◆ Given problem:
Copy the material from the line containing "In this picture, where can the whipped" up to and including its last line, requests included. Scale every coordinate in the answers by 0.85, round each to a whole number with halves going up, and give only those lines.

┌────────

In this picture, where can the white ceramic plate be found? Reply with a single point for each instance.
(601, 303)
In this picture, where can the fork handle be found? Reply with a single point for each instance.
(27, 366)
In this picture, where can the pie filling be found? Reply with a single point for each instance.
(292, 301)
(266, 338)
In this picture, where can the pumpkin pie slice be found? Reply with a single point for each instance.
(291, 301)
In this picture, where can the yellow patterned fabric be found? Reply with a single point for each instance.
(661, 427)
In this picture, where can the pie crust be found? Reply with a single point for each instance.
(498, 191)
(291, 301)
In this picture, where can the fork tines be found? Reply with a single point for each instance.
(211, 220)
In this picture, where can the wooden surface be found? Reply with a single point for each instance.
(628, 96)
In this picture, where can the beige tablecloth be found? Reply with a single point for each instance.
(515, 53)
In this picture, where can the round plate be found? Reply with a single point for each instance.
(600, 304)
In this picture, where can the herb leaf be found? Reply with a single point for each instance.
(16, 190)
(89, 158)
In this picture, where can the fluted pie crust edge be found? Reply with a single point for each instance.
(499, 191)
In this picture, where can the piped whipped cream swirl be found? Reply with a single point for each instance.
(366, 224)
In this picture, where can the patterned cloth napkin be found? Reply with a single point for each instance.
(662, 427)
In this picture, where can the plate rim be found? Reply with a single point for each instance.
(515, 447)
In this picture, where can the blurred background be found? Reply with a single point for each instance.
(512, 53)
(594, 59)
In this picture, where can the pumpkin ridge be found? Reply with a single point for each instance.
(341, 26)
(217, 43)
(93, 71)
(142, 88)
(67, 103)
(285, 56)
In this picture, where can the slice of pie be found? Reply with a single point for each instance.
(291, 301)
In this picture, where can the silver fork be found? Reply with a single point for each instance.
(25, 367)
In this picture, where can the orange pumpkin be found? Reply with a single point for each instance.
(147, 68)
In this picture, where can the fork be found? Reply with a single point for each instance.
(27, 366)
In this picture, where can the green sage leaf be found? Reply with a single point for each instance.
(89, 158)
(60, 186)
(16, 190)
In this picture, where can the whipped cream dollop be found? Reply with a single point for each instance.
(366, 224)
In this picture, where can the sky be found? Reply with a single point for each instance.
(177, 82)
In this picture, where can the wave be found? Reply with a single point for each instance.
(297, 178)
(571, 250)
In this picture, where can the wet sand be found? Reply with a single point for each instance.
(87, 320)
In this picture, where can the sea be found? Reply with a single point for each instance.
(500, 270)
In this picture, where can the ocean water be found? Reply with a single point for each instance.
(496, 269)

└────────

◆ Output of the task:
In this picture, where can the whipped cream dollop be found? Reply with a single point for each instance.
(311, 190)
In this picture, where can the sky be found? Reply with a single point for each instance.
(150, 70)
In this picture, where can the wave be found? Reply with a single point for each instance.
(252, 151)
(485, 213)
In this picture, where can the wet sand be found? Reply with a single point for each instance.
(74, 272)
In this picture, where can the sea be found? Reply with a single point for each instance.
(425, 230)
In this picture, where can the ocean water be found? Reply with a single point for each instance.
(422, 229)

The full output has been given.